── RECORD EXCERPTS

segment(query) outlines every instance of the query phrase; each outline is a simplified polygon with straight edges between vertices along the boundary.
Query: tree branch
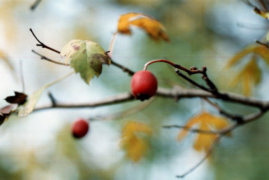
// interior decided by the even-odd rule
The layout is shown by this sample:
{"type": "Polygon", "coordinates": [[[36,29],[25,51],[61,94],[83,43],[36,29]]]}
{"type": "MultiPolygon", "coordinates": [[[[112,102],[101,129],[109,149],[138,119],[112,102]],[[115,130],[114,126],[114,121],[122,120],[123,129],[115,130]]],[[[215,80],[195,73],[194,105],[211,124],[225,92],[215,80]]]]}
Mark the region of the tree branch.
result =
{"type": "Polygon", "coordinates": [[[211,146],[210,146],[210,147],[207,150],[207,151],[206,151],[206,154],[203,158],[194,167],[190,169],[183,174],[180,175],[178,175],[176,177],[178,178],[183,178],[190,173],[192,172],[193,171],[196,169],[197,167],[199,167],[199,166],[203,163],[206,159],[206,158],[207,158],[207,157],[212,153],[212,152],[213,152],[215,147],[216,147],[216,145],[219,142],[222,137],[222,136],[220,135],[219,135],[217,136],[217,137],[214,140],[211,146]]]}
{"type": "Polygon", "coordinates": [[[39,3],[42,0],[36,0],[35,1],[35,2],[31,6],[31,7],[30,7],[30,9],[32,10],[34,10],[35,8],[36,8],[36,7],[37,7],[37,6],[38,5],[38,4],[39,4],[39,3]]]}
{"type": "Polygon", "coordinates": [[[57,52],[59,54],[60,54],[60,53],[61,53],[61,52],[60,51],[57,51],[57,50],[56,50],[53,48],[52,48],[50,47],[45,45],[45,44],[44,44],[44,43],[41,42],[41,41],[39,40],[38,39],[37,39],[37,38],[35,36],[35,34],[34,33],[34,32],[33,31],[33,30],[32,30],[32,29],[31,28],[30,28],[30,31],[31,31],[31,32],[32,33],[32,34],[35,37],[35,39],[36,40],[37,40],[38,43],[40,43],[40,44],[37,44],[36,46],[41,46],[42,47],[42,48],[46,48],[48,49],[49,49],[50,50],[52,51],[54,51],[54,52],[57,52]]]}

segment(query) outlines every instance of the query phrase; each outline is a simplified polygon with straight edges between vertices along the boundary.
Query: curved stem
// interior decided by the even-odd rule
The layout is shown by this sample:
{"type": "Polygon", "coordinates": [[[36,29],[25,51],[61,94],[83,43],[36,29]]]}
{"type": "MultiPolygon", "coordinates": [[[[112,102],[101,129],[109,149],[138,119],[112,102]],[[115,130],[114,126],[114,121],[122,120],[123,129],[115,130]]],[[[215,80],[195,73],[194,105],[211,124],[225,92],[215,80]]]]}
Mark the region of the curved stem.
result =
{"type": "Polygon", "coordinates": [[[147,68],[148,67],[148,66],[150,64],[151,64],[154,63],[159,63],[160,62],[163,62],[163,63],[166,63],[169,64],[173,66],[174,66],[175,65],[176,65],[176,64],[175,64],[174,63],[171,62],[171,61],[168,60],[166,60],[166,59],[157,59],[156,60],[152,60],[148,61],[148,62],[145,64],[145,65],[144,65],[144,69],[143,69],[143,70],[144,71],[146,70],[147,68]]]}
{"type": "Polygon", "coordinates": [[[118,34],[118,31],[114,33],[113,34],[113,36],[112,36],[112,38],[111,39],[111,40],[110,41],[110,43],[109,44],[109,55],[111,58],[112,55],[112,52],[113,50],[113,47],[114,47],[115,40],[118,34]]]}

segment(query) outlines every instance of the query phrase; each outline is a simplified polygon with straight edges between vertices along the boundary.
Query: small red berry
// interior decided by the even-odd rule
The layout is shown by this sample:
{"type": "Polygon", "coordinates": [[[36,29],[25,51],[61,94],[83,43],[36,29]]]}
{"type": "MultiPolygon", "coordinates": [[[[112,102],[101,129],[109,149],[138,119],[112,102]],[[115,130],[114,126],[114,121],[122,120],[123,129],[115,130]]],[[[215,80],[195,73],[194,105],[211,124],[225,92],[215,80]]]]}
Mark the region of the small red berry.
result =
{"type": "Polygon", "coordinates": [[[73,136],[77,138],[80,138],[87,134],[89,130],[89,123],[83,118],[78,119],[72,126],[73,136]]]}
{"type": "Polygon", "coordinates": [[[158,83],[155,76],[149,71],[137,71],[133,76],[131,80],[131,90],[137,99],[143,101],[155,94],[158,83]]]}

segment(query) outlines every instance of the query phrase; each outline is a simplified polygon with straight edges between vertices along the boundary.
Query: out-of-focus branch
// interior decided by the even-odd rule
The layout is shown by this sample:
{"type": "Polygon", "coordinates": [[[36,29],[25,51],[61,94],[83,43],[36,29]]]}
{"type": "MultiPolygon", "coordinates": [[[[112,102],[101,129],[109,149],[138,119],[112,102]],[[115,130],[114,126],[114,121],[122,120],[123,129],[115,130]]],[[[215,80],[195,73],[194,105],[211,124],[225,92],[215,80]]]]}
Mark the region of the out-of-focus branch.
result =
{"type": "Polygon", "coordinates": [[[34,3],[34,4],[33,4],[30,7],[31,10],[34,10],[35,9],[35,8],[37,7],[37,6],[39,4],[40,2],[41,1],[41,0],[35,0],[35,2],[34,3]]]}
{"type": "Polygon", "coordinates": [[[31,28],[30,28],[30,31],[31,31],[31,32],[32,33],[32,34],[33,34],[33,36],[34,36],[34,37],[35,37],[35,39],[37,41],[38,43],[40,43],[40,44],[37,44],[36,46],[41,46],[42,47],[42,48],[46,48],[47,49],[49,49],[51,51],[54,51],[55,52],[57,52],[58,54],[60,54],[61,53],[61,52],[59,51],[57,51],[57,50],[56,50],[53,48],[51,48],[47,46],[46,46],[44,44],[44,43],[41,42],[40,40],[38,40],[37,38],[36,37],[36,36],[35,36],[35,34],[34,33],[34,32],[33,31],[33,30],[32,30],[32,29],[31,28]]]}
{"type": "Polygon", "coordinates": [[[199,166],[200,166],[200,165],[202,163],[203,163],[204,162],[204,161],[206,160],[206,158],[207,158],[207,157],[208,157],[209,155],[211,155],[212,153],[212,152],[213,152],[214,148],[215,148],[215,147],[216,147],[216,145],[219,142],[219,141],[220,140],[221,138],[222,137],[222,136],[220,134],[219,134],[216,137],[216,138],[213,141],[211,146],[206,151],[206,154],[205,155],[205,156],[203,158],[201,159],[200,161],[199,161],[198,162],[198,163],[196,164],[195,166],[192,167],[190,169],[184,174],[181,175],[178,175],[176,177],[178,178],[183,178],[188,174],[192,172],[193,171],[196,169],[197,168],[197,167],[199,167],[199,166]]]}

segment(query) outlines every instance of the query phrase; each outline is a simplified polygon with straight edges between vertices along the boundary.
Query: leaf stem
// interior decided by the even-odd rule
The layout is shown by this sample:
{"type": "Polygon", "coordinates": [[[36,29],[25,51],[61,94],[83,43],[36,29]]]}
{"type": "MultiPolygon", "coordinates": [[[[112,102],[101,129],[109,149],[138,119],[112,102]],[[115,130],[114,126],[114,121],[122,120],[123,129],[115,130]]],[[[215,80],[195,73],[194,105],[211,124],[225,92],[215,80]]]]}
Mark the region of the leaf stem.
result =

────

| SHORT TASK |
Reproduce the full material exactly, excluding the pictures.

| EXERCISE SOLUTION |
segment(query) outlines every instance of the query phrase; each outline is a simplified polygon with straight edges between vertices along the boundary.
Query: tree branch
// interior decided by the even-odd rule
The layout is shown by this sample:
{"type": "Polygon", "coordinates": [[[36,29],[25,51],[61,94],[83,43],[36,29]]]}
{"type": "MultiPolygon", "coordinates": [[[[112,102],[101,129],[109,149],[138,119],[112,102]],[[115,130],[114,126],[114,121],[122,120],[123,129],[115,130]]],[[[215,80],[195,73],[194,105],[211,124],[225,92],[215,80]]]]}
Mark the region of the tree branch.
result =
{"type": "Polygon", "coordinates": [[[211,146],[210,146],[210,147],[207,150],[207,151],[206,151],[206,154],[203,158],[194,167],[190,169],[183,174],[180,175],[178,175],[176,177],[178,178],[183,178],[190,173],[192,172],[193,171],[196,169],[197,167],[199,167],[199,166],[203,163],[206,159],[206,158],[207,158],[207,157],[212,153],[212,152],[213,152],[215,147],[216,147],[216,145],[219,142],[222,137],[222,136],[220,135],[219,135],[217,136],[217,137],[214,140],[211,146]]]}
{"type": "Polygon", "coordinates": [[[39,3],[42,0],[36,0],[35,1],[35,2],[31,6],[31,7],[30,7],[30,9],[32,10],[34,10],[35,8],[36,8],[36,7],[37,7],[37,6],[38,5],[38,4],[39,4],[39,3]]]}
{"type": "Polygon", "coordinates": [[[57,52],[59,54],[60,54],[60,53],[61,53],[61,52],[60,51],[57,51],[57,50],[56,50],[53,48],[52,48],[50,47],[45,45],[45,44],[44,44],[44,43],[41,42],[41,41],[39,40],[38,39],[37,39],[37,38],[35,36],[35,34],[34,33],[34,32],[33,31],[33,30],[32,30],[32,29],[31,28],[30,28],[30,31],[31,31],[31,32],[32,33],[32,34],[35,37],[35,39],[36,40],[37,40],[38,43],[40,43],[40,44],[37,44],[36,46],[41,46],[42,47],[42,48],[46,48],[48,49],[49,49],[50,50],[52,51],[54,51],[54,52],[57,52]]]}

segment(query) outlines every instance of the query phrase; each outline is a simplified polygon with straight edges between vertices along the boundary.
Query: curved stem
// interior decided by the even-odd rule
The layout is shown by this sample:
{"type": "Polygon", "coordinates": [[[36,29],[25,51],[61,94],[83,43],[36,29]]]}
{"type": "MultiPolygon", "coordinates": [[[[112,102],[101,129],[109,149],[138,119],[112,102]],[[115,130],[114,126],[114,121],[122,120],[123,129],[115,130]]],[[[215,80],[195,73],[194,105],[211,124],[225,92],[215,80]]]]}
Mark the region of the curved stem.
result =
{"type": "Polygon", "coordinates": [[[147,68],[148,67],[148,66],[150,64],[151,64],[154,63],[159,63],[160,62],[163,62],[163,63],[166,63],[169,64],[173,66],[174,66],[175,65],[176,65],[176,64],[175,64],[174,63],[171,62],[171,61],[168,60],[166,60],[166,59],[157,59],[156,60],[152,60],[148,61],[148,62],[145,64],[145,65],[144,65],[144,69],[143,69],[143,70],[144,71],[146,70],[147,68]]]}
{"type": "Polygon", "coordinates": [[[118,34],[118,31],[114,33],[113,34],[113,36],[112,36],[112,38],[111,39],[111,40],[110,41],[110,43],[109,44],[109,55],[111,58],[112,55],[112,52],[113,50],[113,47],[114,47],[115,40],[118,34]]]}

segment(query) outlines every instance of the query phrase; each outline is a simplified polygon with straight edges between vertices along the boundary.
Query: small red berry
// interior decided by the even-odd rule
The layout is shown by this sample:
{"type": "Polygon", "coordinates": [[[36,29],[25,51],[61,94],[83,43],[36,29]]]}
{"type": "MultiPolygon", "coordinates": [[[[112,102],[101,129],[109,149],[138,119],[112,102]],[[115,130],[114,126],[114,121],[122,120],[123,129],[115,130]]],[[[215,80],[195,73],[194,105],[211,124],[225,92],[215,80]]]]}
Mark the region of the small red berry.
result =
{"type": "Polygon", "coordinates": [[[73,136],[77,138],[80,138],[87,134],[89,130],[89,123],[83,118],[78,119],[72,126],[73,136]]]}
{"type": "Polygon", "coordinates": [[[158,83],[155,76],[149,71],[137,71],[133,76],[131,80],[131,90],[137,99],[143,101],[155,94],[158,83]]]}

segment(query) outlines every instance of the query phrase; each outline is a simplified polygon with straight edges between vertices along the boundary.
Query: out-of-focus branch
// interior decided by the even-odd rule
The layout is shown by this sample:
{"type": "Polygon", "coordinates": [[[36,29],[25,51],[61,94],[83,43],[36,29]]]}
{"type": "MultiPolygon", "coordinates": [[[[112,102],[101,129],[109,149],[138,119],[112,102]],[[115,130],[114,126],[114,121],[122,120],[123,129],[115,130]]],[[[215,80],[195,73],[194,105],[211,124],[225,92],[215,80]]]]}
Mark the region of the out-of-focus branch.
result =
{"type": "Polygon", "coordinates": [[[34,3],[34,4],[33,4],[30,7],[31,10],[34,10],[35,9],[35,8],[37,7],[37,6],[39,4],[40,2],[41,1],[41,0],[35,0],[35,2],[34,3]]]}
{"type": "Polygon", "coordinates": [[[31,28],[30,28],[30,31],[31,31],[31,32],[32,33],[32,34],[33,34],[33,36],[34,36],[34,37],[35,37],[35,39],[37,41],[38,43],[40,43],[40,44],[37,44],[36,46],[41,46],[42,47],[42,48],[46,48],[47,49],[49,49],[51,51],[54,51],[55,52],[57,52],[58,54],[60,54],[61,53],[61,52],[59,51],[57,51],[57,50],[56,50],[53,48],[51,48],[47,46],[46,46],[44,44],[44,43],[41,42],[40,40],[38,40],[37,38],[36,37],[36,36],[35,36],[35,34],[34,33],[34,32],[33,31],[33,30],[32,30],[32,29],[31,28]]]}
{"type": "Polygon", "coordinates": [[[199,166],[200,166],[200,165],[202,163],[203,163],[204,162],[204,161],[206,160],[206,158],[207,158],[207,157],[208,157],[209,155],[211,155],[212,153],[212,152],[213,152],[214,148],[215,148],[215,147],[216,147],[216,145],[219,142],[219,141],[220,140],[221,138],[222,137],[222,136],[220,134],[219,134],[216,137],[216,138],[213,141],[211,146],[206,151],[206,154],[205,155],[205,156],[203,158],[201,159],[200,161],[199,161],[198,162],[198,163],[196,164],[195,166],[192,167],[190,169],[184,174],[181,175],[178,175],[176,177],[178,178],[183,178],[188,174],[192,172],[193,171],[196,169],[197,168],[197,167],[199,167],[199,166]]]}

segment(query) outlines every instance of the query phrase; each outline is a simplified polygon with straight edges between vertices along the boundary.
Query: leaf stem
// interior decided by the even-odd rule
The layout is shown by this sample:
{"type": "Polygon", "coordinates": [[[36,29],[25,51],[61,94],[83,43],[36,29]]]}
{"type": "MultiPolygon", "coordinates": [[[[112,102],[101,129],[109,149],[138,119],[112,102]],[[115,130],[114,126],[114,121],[122,120],[123,129],[115,130]]],[[[215,80],[195,73],[194,105],[211,124],[225,92],[215,80]]]]}
Mark the region of the leaf stem.
result =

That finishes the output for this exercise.